* [ACTIVITY] Print the listing below only from the line that has "spot the office interior background." through the line that has "spot the green illuminated ring.", exactly, and drop any picture.
++++++
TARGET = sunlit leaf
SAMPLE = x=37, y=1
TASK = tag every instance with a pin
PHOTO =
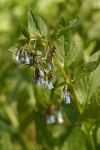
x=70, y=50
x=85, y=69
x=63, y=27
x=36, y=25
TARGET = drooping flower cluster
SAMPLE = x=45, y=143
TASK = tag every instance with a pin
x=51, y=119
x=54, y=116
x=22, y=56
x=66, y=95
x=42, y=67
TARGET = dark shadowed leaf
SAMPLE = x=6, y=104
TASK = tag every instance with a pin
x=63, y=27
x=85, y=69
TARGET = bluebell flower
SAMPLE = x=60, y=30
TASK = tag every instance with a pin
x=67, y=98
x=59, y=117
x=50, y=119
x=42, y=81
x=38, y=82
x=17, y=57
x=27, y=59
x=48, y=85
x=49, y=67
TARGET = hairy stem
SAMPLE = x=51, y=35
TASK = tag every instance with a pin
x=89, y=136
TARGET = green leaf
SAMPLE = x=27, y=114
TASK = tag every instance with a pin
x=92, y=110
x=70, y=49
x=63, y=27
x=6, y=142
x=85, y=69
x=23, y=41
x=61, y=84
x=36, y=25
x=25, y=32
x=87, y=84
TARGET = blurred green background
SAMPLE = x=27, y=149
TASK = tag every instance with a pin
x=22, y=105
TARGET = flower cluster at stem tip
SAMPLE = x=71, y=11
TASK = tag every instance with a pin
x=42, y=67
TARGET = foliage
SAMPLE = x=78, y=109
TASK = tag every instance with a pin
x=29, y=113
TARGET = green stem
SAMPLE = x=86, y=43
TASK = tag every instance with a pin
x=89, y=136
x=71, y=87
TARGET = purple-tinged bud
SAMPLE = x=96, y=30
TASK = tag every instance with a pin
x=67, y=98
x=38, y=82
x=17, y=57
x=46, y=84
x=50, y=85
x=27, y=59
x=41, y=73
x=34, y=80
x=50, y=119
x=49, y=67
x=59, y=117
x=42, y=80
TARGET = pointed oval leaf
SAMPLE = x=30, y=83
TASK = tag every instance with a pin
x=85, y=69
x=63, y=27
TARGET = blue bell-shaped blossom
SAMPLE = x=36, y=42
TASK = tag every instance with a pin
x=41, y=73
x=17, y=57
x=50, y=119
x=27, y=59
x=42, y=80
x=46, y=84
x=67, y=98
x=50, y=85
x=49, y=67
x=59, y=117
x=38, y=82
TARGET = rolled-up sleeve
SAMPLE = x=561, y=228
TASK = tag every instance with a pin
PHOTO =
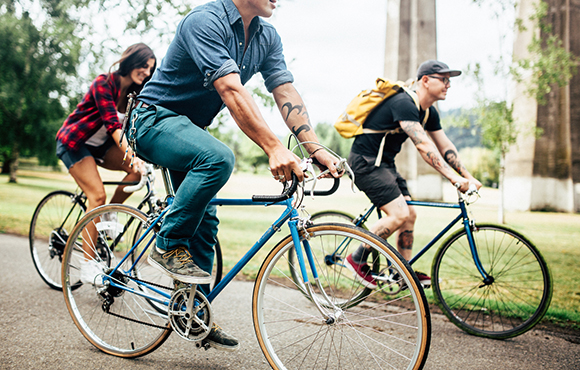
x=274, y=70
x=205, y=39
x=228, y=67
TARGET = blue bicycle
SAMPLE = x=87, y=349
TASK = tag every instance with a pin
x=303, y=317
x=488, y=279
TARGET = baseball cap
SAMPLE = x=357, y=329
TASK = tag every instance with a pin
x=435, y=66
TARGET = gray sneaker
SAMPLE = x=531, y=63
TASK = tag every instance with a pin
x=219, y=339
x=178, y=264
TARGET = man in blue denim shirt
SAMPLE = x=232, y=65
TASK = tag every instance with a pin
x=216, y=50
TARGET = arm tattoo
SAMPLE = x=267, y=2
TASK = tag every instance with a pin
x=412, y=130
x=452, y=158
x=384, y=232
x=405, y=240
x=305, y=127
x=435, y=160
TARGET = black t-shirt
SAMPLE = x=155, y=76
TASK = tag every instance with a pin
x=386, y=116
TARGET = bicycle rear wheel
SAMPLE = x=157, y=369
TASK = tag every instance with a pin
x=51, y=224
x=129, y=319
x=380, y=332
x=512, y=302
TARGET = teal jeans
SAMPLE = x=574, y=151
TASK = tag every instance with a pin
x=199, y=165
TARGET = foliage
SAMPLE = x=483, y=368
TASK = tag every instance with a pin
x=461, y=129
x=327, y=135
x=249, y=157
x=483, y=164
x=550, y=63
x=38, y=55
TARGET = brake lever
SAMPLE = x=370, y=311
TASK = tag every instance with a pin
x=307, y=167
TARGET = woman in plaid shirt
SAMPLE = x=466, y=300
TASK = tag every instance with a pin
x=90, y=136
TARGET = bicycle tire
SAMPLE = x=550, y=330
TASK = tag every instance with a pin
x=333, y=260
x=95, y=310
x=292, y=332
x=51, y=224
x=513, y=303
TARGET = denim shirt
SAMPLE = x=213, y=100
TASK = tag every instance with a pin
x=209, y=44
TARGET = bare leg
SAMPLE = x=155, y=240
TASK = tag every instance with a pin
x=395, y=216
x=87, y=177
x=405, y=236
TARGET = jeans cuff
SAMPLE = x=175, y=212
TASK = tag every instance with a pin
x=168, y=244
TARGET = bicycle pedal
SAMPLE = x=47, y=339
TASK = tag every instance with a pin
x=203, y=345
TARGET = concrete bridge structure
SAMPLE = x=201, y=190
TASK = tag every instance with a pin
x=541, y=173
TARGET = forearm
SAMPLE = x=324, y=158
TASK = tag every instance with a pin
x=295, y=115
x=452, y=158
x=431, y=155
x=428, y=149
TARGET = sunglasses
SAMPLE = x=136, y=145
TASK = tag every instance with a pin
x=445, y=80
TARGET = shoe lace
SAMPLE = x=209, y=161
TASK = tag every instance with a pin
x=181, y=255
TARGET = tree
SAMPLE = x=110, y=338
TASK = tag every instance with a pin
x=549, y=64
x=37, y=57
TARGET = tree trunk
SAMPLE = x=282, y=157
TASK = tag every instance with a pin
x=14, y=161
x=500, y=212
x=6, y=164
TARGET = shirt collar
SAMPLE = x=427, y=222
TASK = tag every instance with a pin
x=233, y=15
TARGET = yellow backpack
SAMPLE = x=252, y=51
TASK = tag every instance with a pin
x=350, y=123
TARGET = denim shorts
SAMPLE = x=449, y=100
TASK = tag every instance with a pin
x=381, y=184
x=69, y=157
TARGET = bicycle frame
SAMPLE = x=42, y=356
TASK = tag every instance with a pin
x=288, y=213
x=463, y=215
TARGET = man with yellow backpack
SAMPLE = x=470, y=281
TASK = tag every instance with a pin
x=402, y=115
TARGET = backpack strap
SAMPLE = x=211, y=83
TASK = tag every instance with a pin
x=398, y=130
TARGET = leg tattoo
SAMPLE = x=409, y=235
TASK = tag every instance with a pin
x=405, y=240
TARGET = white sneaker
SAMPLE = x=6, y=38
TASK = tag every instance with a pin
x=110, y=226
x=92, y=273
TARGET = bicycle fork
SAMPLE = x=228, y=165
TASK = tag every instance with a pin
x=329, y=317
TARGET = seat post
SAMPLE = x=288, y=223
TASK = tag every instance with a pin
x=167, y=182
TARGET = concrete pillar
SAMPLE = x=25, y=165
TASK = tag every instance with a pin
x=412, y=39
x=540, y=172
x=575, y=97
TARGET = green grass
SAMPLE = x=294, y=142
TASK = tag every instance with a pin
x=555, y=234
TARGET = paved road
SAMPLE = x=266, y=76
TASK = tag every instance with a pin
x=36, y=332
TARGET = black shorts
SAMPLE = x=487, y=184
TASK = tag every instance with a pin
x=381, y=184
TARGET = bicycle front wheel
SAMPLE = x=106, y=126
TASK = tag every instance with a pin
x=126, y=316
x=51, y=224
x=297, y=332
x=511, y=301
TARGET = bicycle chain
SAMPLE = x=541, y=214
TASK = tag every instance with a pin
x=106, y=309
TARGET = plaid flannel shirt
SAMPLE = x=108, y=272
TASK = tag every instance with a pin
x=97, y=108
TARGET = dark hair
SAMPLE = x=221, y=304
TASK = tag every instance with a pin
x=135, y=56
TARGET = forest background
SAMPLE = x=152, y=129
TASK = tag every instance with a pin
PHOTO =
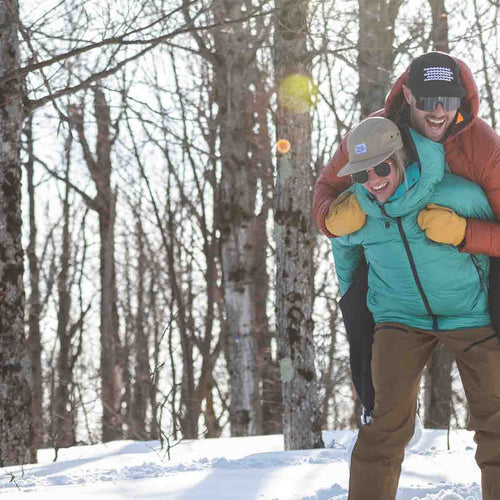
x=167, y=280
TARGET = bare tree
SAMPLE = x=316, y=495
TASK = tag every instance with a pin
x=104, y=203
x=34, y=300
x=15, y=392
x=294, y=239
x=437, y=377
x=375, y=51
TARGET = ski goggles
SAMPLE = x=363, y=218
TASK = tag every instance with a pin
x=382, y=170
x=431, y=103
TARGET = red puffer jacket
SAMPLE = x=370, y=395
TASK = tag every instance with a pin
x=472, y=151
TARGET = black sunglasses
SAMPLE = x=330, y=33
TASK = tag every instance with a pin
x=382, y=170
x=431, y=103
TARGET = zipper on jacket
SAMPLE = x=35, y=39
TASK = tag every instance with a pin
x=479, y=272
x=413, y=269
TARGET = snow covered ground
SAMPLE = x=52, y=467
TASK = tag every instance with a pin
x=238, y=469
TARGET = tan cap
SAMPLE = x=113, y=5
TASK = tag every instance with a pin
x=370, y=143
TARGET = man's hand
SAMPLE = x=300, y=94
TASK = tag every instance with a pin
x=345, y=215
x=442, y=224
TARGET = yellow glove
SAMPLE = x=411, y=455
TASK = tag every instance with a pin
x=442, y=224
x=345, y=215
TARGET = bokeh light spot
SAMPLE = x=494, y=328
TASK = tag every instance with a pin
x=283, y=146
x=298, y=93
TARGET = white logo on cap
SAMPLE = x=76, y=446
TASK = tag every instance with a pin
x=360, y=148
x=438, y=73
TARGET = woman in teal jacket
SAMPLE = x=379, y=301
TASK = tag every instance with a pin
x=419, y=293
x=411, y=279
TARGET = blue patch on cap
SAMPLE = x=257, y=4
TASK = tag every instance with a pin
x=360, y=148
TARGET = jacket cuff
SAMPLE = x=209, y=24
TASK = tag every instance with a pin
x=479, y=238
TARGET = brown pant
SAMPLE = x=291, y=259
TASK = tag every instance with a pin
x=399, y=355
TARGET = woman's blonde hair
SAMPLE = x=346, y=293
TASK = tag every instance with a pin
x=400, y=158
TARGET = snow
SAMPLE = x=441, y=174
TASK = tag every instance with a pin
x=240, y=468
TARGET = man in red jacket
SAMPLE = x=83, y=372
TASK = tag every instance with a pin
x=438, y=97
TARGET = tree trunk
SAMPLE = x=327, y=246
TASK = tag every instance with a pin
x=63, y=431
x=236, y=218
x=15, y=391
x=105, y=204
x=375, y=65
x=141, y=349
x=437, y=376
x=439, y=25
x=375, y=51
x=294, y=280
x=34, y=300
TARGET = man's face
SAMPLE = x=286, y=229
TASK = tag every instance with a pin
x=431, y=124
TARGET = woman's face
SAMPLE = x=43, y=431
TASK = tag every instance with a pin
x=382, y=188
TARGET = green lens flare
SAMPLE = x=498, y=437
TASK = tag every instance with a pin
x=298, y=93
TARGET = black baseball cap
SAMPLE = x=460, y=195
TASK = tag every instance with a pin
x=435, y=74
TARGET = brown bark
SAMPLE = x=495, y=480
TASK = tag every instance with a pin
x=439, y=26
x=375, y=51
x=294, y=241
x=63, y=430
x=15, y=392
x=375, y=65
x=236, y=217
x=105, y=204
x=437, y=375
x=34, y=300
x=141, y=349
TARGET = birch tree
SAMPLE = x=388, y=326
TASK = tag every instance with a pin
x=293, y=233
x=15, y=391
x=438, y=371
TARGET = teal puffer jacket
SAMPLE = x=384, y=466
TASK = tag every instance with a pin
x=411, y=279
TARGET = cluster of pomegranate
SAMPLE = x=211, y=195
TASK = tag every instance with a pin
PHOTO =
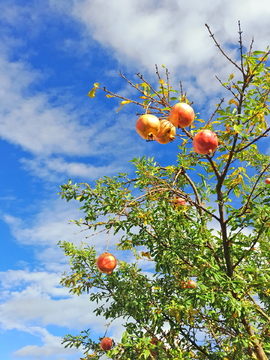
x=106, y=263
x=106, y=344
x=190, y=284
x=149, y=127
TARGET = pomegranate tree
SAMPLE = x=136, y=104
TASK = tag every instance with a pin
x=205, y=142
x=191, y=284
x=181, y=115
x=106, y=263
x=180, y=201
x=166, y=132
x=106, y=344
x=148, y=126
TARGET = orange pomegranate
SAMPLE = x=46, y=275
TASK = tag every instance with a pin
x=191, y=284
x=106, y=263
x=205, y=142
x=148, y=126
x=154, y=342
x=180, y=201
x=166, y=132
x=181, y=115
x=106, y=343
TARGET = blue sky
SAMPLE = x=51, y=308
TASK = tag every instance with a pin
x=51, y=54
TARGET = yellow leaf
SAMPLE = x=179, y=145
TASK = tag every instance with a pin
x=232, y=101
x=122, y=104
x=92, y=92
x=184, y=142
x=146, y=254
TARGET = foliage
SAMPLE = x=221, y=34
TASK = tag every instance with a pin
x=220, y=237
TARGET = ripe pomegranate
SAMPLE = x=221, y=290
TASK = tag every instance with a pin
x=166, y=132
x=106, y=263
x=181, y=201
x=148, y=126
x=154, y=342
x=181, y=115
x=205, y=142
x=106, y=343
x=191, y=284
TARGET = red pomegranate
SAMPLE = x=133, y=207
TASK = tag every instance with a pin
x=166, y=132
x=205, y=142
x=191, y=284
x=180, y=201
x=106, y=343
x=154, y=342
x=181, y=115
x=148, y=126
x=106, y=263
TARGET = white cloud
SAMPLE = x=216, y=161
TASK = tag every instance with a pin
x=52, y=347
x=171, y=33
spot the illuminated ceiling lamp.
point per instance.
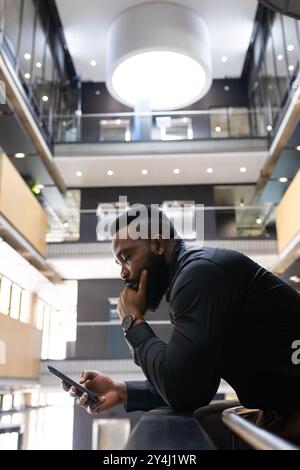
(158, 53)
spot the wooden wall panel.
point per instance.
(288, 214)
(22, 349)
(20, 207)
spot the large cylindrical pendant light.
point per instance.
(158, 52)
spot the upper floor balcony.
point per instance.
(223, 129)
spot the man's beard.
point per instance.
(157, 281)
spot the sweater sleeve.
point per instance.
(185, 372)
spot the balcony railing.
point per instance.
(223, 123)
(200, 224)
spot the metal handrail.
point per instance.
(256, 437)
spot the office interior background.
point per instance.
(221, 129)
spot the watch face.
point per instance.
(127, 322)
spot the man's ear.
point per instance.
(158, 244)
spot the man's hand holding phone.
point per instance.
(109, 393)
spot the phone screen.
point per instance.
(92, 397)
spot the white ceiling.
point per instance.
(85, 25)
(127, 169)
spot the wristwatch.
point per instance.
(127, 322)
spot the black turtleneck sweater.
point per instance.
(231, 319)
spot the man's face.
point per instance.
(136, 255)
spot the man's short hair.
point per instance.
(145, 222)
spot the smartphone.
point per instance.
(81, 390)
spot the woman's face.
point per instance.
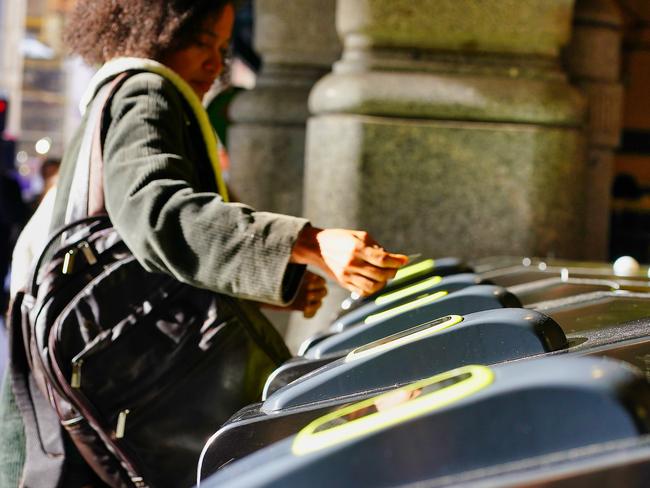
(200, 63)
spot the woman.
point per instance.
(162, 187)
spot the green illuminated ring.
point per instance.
++++++
* [SOLVED EXERCISE]
spot the office interior background.
point per instance.
(221, 129)
spot the watch face.
point per instance.
(127, 322)
spot the man's ear.
point per instance.
(158, 244)
spot the man's hand holding phone.
point per instance.
(109, 393)
spot the phone screen.
point per instance.
(92, 397)
spot the white ceiling.
point per instance.
(85, 25)
(127, 169)
spot the wristwatch.
point per instance.
(127, 322)
spot the black turtleneck sweater.
point per instance.
(231, 319)
spot the man's face.
point per instance.
(136, 255)
spot the man's short hair.
point per instance.
(145, 222)
spot the smartphone.
point per instance.
(81, 390)
spot the woman's face.
point per instance.
(200, 63)
spot the woman.
point per instance.
(162, 187)
spot the green illuminated ring.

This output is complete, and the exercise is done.